Document extract.

================================

Plato: the Father of Western Philosophy
Plato is one of the most well-known people in Western history. A philosopher and writer, he is thought by many people to be the father of Western philosophy.
Little is known of Plato's life, but some facts have come down to us. He was born in the 420s B.C. (although historians differ on the exact year of his birth). He is thought to have been born in Athens (but some historians differ on this as well). His father is thought to have been Ariston, an Athenian who had a fair amount of wealth and standing. Some historians list Plato's birth name as Aristicles and say that he was given the nickname "Platon" (meaning wide) because of his wide build and that the nickname was shortened to Plato, which became his real name eventually. As was the case with many such youths born into wealthier families, Plato would have had a well-rounded classical education and would have been well-versed in grammar, gymnastics, music, philosophy, and science. It was at philosophy that the young Plato excelled the most, especially meeting the famed philosopher Socrates.
Before that, though, Plato fought as a young man in the Peloponnesian War, which ended with the defeat of Athens in 404 B.C.
Plato spent most of his life in and around Athens, founding the famed Academy in 387 B.C. and serving as its guiding light for the rest of his life. Some historians think that Plato traveled, to Egypt and Italy and Libya. He is known to have visited Syracuse more than once, and one story has him being sold into slavery and then rescued by a friend of the family.

================================

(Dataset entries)

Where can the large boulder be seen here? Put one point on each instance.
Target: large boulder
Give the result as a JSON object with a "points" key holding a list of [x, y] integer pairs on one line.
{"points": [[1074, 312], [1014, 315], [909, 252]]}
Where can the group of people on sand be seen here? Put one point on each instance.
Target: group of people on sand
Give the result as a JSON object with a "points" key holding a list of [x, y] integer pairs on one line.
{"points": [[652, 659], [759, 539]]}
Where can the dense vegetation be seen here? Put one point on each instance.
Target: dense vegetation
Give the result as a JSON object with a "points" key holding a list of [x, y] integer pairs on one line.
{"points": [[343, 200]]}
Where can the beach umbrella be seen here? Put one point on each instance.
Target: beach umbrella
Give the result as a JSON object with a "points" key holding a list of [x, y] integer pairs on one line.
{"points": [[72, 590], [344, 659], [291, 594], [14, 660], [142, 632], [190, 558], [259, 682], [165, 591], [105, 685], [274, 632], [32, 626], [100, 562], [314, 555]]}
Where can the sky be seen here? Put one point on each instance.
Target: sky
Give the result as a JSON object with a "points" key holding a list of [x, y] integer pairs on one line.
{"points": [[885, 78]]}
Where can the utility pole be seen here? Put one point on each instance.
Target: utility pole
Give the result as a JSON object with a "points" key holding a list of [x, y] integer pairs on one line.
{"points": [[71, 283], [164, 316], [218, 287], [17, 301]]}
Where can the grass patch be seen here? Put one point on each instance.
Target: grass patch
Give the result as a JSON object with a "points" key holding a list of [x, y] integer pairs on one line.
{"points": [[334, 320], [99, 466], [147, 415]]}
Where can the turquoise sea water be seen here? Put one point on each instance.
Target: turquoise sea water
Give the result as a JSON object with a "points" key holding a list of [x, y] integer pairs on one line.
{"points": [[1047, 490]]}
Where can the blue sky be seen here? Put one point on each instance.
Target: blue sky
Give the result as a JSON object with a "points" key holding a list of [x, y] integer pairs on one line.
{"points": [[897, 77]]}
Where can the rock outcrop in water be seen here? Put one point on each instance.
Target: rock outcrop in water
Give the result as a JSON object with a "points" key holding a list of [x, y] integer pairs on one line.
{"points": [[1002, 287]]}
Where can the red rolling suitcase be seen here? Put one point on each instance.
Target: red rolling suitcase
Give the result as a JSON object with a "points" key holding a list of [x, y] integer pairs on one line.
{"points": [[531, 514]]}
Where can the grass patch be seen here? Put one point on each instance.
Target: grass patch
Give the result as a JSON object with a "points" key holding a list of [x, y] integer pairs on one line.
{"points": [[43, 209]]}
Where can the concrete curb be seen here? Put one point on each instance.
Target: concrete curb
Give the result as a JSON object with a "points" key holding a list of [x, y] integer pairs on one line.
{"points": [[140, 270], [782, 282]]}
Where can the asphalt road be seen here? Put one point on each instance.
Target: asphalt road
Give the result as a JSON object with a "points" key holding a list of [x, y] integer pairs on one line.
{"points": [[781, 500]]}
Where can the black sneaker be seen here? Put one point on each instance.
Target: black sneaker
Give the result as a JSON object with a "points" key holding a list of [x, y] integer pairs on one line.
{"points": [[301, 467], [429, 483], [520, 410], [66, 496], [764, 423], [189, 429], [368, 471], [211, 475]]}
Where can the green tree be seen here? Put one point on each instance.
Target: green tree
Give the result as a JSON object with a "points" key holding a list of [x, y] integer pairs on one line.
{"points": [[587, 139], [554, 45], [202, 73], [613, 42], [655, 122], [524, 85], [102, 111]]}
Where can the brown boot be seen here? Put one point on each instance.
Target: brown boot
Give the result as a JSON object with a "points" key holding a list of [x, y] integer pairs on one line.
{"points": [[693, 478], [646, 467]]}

================================

Work item A.
Answer these questions from the passage on Plato above, one a line:
(i) In what year did Plato found the Academy?
(ii) What does the nickname "Platon" mean?
(iii) In which war did Plato fight as a young man?
Work item B.
Please say whether each statement agrees with the passage on Plato, answering yes or no and quoting the words that decide it:
(i) The Peloponnesian War ended with the defeat of Athens.
(ii) Historians agree on the exact year of Plato's birth.
(iii) Plato is known to have visited Syracuse only once.

Worked solution A.
(i) 387 B.C.
(ii) Wide
(iii) The Peloponnesian War

Worked solution B.
(i) Yes: "which ended with the defeat of Athens in 404 B.C."
(ii) No: "although historians differ on the exact year of his birth"
(iii) No: "He is known to have visited Syracuse more than once"